[START OF SUPPLIED RECORDS]

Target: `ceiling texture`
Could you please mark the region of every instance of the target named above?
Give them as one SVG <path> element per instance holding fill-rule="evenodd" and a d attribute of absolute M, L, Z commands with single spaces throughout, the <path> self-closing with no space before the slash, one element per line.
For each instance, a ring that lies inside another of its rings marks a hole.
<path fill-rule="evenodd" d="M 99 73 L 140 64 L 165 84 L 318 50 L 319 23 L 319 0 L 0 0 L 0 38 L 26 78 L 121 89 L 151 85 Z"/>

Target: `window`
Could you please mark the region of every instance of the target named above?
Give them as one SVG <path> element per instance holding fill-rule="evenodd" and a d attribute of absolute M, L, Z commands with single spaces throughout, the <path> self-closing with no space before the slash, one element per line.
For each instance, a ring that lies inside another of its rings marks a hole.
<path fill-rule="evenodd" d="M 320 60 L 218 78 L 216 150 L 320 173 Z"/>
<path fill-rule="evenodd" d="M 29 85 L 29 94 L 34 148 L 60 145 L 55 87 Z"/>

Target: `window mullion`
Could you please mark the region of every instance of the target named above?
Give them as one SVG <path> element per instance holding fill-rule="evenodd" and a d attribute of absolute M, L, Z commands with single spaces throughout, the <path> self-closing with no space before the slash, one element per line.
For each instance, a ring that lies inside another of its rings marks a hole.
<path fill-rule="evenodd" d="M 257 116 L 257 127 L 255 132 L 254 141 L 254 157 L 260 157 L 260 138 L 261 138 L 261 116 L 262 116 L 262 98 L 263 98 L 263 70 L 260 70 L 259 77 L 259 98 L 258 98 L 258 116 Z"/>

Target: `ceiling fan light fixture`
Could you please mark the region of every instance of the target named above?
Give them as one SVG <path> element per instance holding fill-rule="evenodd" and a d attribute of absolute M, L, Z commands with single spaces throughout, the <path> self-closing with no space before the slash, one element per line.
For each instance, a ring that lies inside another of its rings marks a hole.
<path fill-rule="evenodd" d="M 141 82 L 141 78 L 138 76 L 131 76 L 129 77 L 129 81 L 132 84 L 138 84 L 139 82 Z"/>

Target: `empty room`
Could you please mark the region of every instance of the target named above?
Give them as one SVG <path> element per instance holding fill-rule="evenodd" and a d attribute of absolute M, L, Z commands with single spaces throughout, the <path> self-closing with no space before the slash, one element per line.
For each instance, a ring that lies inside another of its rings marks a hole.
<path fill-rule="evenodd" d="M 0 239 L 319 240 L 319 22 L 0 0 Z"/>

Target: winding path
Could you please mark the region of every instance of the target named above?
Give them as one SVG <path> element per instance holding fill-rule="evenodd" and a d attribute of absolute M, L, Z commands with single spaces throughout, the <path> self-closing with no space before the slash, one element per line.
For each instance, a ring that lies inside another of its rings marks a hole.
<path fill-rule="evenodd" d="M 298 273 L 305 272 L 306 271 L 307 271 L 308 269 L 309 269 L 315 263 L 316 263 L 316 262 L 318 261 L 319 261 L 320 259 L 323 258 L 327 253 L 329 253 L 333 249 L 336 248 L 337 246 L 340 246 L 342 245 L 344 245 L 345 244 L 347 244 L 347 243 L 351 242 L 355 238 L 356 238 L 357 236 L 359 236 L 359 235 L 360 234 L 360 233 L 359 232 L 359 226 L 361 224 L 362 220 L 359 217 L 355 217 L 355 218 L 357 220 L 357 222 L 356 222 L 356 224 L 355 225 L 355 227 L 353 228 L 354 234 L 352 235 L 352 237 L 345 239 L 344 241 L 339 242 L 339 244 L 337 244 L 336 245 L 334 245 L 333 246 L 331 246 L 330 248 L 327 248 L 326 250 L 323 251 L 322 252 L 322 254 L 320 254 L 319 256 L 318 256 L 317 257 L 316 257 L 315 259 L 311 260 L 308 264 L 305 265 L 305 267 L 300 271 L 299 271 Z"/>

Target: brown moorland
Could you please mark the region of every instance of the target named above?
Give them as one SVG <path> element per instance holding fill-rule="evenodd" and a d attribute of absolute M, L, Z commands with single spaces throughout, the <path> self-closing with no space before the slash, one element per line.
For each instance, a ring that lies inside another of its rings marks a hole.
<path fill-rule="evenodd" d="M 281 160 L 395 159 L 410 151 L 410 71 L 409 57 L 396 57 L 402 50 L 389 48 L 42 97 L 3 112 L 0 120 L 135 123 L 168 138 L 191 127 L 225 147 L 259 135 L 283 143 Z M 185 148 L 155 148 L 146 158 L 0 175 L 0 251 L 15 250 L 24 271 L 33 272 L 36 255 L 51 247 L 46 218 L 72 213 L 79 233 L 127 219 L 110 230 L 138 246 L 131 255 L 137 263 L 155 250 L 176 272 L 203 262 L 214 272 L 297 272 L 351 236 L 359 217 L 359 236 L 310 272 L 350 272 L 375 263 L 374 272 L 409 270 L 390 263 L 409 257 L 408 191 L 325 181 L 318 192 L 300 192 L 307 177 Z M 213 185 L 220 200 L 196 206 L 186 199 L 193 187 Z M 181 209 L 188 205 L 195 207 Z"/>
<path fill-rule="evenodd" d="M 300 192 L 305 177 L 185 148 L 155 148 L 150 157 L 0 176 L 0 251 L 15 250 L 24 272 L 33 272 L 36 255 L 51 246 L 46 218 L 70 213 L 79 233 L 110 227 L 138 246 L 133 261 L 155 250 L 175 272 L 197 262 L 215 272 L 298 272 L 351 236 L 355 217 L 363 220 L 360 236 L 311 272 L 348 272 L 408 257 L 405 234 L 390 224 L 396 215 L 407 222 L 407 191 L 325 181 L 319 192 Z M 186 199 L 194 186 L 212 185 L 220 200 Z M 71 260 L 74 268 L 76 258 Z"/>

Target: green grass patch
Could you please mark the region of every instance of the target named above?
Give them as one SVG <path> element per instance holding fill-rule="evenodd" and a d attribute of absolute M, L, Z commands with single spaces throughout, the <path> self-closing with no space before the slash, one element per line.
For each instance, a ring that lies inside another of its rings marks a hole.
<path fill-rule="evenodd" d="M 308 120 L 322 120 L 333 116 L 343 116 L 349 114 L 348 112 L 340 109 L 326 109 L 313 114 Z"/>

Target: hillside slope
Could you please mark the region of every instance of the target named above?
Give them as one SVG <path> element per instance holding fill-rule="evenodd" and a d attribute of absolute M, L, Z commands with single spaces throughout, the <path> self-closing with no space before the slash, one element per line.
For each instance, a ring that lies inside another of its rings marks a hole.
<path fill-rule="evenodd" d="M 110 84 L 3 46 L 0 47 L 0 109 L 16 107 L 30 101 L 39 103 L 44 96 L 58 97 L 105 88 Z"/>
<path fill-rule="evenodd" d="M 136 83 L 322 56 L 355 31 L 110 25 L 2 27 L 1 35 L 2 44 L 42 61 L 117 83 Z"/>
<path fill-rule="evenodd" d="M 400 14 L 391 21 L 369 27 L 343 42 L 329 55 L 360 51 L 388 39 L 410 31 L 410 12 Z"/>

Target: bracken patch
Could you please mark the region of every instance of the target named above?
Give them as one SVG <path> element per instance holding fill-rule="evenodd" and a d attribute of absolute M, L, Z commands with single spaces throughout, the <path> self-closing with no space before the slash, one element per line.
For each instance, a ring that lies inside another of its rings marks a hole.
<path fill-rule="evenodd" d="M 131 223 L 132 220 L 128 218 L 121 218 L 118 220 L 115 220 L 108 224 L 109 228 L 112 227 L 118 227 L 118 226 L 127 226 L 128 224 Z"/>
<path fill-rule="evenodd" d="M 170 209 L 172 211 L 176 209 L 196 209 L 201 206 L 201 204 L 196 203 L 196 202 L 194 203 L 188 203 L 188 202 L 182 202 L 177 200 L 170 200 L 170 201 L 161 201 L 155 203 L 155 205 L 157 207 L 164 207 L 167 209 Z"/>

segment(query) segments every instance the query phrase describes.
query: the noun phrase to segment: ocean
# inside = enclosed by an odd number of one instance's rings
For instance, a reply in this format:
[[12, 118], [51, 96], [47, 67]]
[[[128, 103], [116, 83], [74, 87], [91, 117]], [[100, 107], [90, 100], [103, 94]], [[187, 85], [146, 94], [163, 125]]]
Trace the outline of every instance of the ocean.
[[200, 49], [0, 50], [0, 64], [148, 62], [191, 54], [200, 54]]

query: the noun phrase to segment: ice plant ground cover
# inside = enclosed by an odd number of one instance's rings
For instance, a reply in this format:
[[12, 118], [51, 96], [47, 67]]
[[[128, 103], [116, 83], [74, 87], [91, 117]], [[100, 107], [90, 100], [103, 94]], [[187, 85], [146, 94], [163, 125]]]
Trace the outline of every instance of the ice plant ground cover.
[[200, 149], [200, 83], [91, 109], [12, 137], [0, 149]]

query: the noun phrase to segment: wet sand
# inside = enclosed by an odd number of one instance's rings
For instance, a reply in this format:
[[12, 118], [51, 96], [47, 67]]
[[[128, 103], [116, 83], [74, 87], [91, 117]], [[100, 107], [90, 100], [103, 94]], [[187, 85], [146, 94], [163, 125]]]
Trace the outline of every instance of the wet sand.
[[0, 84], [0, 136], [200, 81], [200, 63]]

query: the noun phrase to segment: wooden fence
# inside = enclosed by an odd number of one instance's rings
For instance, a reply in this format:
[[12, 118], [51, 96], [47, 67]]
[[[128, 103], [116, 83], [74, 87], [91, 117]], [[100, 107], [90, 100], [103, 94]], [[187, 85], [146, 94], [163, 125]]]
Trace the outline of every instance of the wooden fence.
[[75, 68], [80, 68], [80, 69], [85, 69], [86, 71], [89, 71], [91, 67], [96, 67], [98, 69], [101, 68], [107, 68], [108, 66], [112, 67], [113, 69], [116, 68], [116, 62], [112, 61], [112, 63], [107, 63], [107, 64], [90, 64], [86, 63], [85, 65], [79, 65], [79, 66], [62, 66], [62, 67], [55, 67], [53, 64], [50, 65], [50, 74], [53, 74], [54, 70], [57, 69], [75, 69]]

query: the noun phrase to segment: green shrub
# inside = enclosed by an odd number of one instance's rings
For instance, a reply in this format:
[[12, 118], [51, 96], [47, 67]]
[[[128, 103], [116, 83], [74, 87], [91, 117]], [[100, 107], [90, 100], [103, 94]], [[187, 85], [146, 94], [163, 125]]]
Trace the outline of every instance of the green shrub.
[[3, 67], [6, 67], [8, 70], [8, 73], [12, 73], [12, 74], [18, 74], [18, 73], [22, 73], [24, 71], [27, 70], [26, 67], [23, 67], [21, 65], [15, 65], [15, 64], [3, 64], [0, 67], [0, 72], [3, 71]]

[END OF SUPPLIED RECORDS]

THE PROBLEM:
Format the lines above as a two-column CSV with the columns request and answer, starting at the line containing "Target: bracken patch" and ending at the line containing "170 209 L 172", both included. Put the request text and its answer in one row, with each field in double quotes and every line break turned into a space.

SOLUTION:
request,answer
"Target: bracken patch Could you please mark the region of every instance of the target named above? Give them as one SVG <path> element per instance holding fill-rule=""evenodd"" and a d attribute of absolute M, L, Z commands with single spaces throughout, the <path> self-closing with no space before the slash, one element per line. For each instance, a ring that lies inside another of its rings marks a hole.","<path fill-rule=""evenodd"" d=""M 131 223 L 132 220 L 128 218 L 121 218 L 118 220 L 115 220 L 108 224 L 109 228 L 112 227 L 118 227 L 118 226 L 127 226 L 128 224 Z""/> <path fill-rule=""evenodd"" d=""M 170 209 L 172 211 L 176 209 L 196 209 L 201 206 L 201 204 L 196 203 L 196 202 L 194 203 L 188 203 L 188 202 L 182 202 L 177 200 L 170 200 L 170 201 L 161 201 L 155 203 L 155 205 L 157 207 L 164 207 L 167 209 Z""/>"